-- Begin Input --

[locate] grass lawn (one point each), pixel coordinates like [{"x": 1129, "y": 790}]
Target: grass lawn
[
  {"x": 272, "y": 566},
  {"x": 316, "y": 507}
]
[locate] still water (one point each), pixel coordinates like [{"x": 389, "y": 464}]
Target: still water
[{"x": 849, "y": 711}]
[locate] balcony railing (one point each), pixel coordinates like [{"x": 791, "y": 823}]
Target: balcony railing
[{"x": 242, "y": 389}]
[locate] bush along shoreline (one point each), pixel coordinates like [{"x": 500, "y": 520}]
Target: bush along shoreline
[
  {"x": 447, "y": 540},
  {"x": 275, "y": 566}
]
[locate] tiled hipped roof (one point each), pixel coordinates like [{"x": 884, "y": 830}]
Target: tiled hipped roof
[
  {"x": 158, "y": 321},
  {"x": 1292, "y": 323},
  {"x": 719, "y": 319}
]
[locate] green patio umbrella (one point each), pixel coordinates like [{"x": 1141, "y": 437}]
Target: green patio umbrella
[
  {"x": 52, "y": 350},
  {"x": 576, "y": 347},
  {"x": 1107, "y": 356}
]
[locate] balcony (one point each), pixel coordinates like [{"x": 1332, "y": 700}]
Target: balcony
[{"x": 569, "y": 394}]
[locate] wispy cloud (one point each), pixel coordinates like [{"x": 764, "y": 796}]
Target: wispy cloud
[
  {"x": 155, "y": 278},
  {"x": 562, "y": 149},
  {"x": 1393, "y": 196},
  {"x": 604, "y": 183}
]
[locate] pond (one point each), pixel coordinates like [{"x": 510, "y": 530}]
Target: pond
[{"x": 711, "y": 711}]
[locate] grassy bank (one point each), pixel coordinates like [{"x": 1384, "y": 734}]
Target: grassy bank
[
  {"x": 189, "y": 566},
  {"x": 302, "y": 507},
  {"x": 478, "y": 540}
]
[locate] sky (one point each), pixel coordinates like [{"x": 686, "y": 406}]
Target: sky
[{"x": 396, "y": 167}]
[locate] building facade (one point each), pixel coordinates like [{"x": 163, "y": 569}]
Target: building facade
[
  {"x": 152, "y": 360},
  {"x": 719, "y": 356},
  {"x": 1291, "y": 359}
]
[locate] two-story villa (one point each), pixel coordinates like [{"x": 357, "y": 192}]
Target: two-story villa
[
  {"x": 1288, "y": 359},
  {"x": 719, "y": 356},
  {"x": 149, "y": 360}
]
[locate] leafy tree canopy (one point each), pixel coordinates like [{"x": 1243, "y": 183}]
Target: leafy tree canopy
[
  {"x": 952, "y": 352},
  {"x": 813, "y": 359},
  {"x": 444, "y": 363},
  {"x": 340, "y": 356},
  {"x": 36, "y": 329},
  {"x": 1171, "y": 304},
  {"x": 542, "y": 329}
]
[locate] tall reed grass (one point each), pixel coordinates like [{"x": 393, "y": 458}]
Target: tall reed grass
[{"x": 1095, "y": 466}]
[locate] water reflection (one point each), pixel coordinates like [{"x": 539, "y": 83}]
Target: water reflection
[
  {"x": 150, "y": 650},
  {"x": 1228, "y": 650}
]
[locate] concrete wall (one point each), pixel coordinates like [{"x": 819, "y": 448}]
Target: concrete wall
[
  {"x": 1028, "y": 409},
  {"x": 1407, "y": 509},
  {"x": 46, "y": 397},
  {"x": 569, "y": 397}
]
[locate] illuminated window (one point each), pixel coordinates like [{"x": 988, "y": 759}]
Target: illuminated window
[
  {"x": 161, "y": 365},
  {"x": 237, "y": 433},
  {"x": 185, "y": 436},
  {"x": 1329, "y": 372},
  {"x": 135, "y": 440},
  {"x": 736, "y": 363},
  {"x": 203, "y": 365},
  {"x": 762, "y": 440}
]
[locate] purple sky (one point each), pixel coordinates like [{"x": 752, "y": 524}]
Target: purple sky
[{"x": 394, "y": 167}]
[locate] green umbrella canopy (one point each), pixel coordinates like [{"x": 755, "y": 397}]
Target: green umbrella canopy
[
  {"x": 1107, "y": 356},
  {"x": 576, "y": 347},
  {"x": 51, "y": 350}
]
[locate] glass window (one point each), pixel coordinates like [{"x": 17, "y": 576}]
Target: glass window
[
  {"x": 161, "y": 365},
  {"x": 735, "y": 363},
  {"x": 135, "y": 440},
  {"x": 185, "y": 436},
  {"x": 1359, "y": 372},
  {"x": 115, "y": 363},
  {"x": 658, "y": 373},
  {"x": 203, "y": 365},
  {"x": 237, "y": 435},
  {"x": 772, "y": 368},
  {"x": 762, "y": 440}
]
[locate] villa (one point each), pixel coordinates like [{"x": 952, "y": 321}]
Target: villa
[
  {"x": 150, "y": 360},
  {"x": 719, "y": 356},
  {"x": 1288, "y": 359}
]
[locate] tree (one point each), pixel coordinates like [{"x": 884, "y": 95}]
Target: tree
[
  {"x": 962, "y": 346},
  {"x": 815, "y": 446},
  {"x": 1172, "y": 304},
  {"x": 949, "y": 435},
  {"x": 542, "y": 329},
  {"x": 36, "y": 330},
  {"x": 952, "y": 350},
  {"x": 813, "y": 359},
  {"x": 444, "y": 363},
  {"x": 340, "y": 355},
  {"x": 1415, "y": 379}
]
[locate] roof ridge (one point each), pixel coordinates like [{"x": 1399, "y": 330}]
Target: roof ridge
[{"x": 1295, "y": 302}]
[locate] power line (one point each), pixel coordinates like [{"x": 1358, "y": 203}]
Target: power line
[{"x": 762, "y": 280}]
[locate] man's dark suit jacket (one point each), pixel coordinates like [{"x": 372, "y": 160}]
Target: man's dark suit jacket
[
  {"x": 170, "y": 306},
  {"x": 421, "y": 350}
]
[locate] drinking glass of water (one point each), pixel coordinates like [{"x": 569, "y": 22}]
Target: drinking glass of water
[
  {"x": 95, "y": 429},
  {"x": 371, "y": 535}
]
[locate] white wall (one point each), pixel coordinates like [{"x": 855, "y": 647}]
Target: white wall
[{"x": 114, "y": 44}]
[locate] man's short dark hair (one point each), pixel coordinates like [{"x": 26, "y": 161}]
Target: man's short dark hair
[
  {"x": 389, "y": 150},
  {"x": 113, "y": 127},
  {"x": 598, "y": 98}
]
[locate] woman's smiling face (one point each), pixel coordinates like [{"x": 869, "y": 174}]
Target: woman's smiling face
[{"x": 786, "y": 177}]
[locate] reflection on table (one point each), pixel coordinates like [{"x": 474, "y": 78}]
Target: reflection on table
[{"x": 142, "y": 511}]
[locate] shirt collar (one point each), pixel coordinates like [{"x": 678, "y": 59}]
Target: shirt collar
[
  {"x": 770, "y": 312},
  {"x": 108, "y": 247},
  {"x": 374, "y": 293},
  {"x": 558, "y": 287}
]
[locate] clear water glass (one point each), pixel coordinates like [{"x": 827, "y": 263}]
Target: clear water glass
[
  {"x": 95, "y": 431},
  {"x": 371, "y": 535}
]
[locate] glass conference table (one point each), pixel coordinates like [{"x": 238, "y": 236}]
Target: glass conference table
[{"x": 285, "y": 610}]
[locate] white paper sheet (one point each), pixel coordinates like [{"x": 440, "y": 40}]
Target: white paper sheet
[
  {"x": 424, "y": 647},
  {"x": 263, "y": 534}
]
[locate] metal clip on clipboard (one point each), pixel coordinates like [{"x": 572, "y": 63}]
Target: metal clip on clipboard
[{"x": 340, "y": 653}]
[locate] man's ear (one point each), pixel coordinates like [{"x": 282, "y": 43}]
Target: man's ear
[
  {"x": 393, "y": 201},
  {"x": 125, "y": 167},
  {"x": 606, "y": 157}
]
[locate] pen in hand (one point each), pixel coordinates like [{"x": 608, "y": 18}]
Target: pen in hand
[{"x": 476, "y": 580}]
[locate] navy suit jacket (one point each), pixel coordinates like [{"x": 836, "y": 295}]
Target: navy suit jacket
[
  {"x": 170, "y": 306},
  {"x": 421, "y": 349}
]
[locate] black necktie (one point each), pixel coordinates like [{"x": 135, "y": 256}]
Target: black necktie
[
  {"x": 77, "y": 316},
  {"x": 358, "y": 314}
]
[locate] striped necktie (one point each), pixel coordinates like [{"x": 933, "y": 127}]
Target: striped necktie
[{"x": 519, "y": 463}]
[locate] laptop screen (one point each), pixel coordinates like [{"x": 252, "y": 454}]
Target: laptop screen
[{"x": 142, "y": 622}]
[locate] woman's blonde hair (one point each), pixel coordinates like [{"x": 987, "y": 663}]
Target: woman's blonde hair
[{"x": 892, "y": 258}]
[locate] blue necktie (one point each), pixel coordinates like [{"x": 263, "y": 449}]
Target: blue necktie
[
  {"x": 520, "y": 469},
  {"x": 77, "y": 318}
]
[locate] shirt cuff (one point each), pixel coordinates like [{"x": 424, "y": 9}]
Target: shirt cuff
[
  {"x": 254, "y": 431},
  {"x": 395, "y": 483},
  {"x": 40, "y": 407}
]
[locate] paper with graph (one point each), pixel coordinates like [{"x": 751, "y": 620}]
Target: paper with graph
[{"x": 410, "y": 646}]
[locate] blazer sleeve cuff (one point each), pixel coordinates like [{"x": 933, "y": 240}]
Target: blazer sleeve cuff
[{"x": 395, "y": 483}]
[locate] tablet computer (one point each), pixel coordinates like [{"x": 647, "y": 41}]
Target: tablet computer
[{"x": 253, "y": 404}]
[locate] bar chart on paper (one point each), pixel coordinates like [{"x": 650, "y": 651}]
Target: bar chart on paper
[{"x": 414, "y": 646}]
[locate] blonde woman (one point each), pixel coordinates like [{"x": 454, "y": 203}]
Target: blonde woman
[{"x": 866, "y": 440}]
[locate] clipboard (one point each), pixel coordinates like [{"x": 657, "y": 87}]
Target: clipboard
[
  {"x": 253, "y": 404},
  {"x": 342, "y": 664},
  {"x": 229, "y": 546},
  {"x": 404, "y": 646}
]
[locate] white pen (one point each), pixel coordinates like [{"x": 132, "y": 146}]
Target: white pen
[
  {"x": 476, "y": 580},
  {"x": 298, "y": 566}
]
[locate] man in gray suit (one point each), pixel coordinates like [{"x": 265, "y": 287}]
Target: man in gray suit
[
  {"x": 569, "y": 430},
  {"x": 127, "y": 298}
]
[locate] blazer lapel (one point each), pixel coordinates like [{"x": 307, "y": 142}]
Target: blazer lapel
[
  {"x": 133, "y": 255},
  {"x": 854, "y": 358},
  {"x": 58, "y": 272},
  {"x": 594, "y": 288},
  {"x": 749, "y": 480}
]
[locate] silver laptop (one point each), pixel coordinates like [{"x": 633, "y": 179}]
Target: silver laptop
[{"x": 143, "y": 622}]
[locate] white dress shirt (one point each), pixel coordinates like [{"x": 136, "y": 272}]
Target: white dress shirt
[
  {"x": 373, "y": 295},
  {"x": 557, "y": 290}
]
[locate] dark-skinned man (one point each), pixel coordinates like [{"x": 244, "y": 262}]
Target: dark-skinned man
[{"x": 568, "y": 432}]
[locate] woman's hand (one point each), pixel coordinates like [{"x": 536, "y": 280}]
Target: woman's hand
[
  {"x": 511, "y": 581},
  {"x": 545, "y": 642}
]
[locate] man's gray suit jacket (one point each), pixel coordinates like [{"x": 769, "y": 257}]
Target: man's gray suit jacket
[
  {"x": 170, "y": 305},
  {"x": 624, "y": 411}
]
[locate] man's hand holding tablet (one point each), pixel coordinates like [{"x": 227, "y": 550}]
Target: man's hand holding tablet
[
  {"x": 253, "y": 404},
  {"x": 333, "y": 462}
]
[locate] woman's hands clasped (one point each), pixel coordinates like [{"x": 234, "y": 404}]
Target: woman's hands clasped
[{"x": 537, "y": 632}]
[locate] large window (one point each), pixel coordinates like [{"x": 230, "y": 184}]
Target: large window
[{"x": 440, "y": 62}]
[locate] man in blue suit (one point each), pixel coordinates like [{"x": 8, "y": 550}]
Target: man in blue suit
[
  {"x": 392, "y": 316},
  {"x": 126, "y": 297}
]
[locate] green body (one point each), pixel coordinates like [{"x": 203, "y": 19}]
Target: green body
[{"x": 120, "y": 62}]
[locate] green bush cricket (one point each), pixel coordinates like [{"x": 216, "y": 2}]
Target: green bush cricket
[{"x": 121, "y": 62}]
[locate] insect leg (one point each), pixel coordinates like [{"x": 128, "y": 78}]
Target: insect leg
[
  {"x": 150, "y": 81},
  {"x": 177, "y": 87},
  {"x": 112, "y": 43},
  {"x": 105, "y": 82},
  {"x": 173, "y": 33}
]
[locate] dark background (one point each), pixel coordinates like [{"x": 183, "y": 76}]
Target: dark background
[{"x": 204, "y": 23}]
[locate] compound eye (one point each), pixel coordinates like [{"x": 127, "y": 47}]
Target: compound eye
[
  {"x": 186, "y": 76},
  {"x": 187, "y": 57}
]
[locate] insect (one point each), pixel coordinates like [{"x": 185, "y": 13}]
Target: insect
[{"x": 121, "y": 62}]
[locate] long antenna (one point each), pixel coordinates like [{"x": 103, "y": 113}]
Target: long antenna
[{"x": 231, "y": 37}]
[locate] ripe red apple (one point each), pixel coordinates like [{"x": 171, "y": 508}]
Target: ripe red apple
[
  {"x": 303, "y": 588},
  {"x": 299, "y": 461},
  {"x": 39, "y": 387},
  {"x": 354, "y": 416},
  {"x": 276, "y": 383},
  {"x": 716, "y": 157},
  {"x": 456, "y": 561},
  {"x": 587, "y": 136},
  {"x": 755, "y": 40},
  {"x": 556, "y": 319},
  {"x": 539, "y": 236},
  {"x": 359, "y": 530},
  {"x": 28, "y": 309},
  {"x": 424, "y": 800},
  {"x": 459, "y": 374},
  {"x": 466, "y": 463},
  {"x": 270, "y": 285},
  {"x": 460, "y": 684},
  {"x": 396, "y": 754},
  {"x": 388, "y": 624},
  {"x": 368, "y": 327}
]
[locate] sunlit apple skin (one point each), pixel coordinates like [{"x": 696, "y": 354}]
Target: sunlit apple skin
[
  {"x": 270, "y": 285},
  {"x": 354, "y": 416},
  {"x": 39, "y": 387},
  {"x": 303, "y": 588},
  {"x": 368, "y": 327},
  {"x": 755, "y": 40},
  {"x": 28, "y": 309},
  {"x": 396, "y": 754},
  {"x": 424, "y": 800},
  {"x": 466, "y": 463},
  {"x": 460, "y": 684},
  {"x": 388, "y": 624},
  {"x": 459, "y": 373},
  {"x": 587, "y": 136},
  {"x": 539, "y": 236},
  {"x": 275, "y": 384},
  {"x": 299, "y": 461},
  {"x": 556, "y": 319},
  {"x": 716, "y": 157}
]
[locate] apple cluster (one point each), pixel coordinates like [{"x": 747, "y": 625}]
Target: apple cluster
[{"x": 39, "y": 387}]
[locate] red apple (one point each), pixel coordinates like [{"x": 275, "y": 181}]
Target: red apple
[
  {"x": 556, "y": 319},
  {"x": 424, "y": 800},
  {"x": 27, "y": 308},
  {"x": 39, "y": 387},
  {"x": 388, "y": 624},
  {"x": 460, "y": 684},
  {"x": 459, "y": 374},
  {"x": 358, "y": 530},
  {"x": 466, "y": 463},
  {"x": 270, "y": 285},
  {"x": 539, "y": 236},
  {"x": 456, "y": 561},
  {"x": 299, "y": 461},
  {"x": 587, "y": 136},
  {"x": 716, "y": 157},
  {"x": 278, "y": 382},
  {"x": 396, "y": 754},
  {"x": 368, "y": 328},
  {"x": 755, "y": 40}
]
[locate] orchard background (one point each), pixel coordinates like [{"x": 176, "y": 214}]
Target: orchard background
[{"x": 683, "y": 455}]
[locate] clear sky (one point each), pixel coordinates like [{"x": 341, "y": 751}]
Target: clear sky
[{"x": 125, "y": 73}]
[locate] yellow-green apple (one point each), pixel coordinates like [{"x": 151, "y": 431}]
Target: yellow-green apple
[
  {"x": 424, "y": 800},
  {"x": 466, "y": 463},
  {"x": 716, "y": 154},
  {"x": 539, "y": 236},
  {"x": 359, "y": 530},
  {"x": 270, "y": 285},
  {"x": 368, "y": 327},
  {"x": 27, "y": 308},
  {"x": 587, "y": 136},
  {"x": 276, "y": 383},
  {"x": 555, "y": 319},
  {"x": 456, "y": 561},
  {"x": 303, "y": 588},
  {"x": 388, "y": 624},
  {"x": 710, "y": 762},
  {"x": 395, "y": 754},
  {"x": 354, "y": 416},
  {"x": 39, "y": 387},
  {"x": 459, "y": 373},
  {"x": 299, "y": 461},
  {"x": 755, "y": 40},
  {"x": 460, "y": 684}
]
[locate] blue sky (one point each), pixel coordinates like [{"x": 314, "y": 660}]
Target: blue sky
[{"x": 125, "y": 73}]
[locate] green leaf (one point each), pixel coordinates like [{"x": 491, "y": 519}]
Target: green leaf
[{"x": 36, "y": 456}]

-- End Input --

### To do
Take the line with "[locate] orchard background" and all lines after it through the end of the records, and write them out exactly; include nothing else.

### Response
[locate] orchard background (one point each), pixel coordinates like [{"x": 176, "y": 214}]
Target: orchard background
[{"x": 683, "y": 455}]
[locate] clear sky (one point each), pixel coordinates like [{"x": 341, "y": 751}]
Target: clear sky
[{"x": 125, "y": 73}]
[locate] yellow-green apple (one point each), pixel coordinates like [{"x": 151, "y": 431}]
Target: yellow-green apple
[
  {"x": 424, "y": 800},
  {"x": 466, "y": 463},
  {"x": 716, "y": 154},
  {"x": 539, "y": 236},
  {"x": 359, "y": 530},
  {"x": 270, "y": 285},
  {"x": 368, "y": 327},
  {"x": 27, "y": 308},
  {"x": 587, "y": 136},
  {"x": 276, "y": 383},
  {"x": 555, "y": 319},
  {"x": 456, "y": 561},
  {"x": 303, "y": 588},
  {"x": 388, "y": 624},
  {"x": 710, "y": 762},
  {"x": 395, "y": 754},
  {"x": 354, "y": 416},
  {"x": 39, "y": 387},
  {"x": 459, "y": 373},
  {"x": 299, "y": 461},
  {"x": 755, "y": 40},
  {"x": 460, "y": 684}
]
[locate] blue sky (one point each), pixel coordinates like [{"x": 314, "y": 660}]
Target: blue sky
[{"x": 125, "y": 73}]
[locate] green leaf (one point each), pixel coordinates like [{"x": 491, "y": 519}]
Target: green leaf
[{"x": 36, "y": 456}]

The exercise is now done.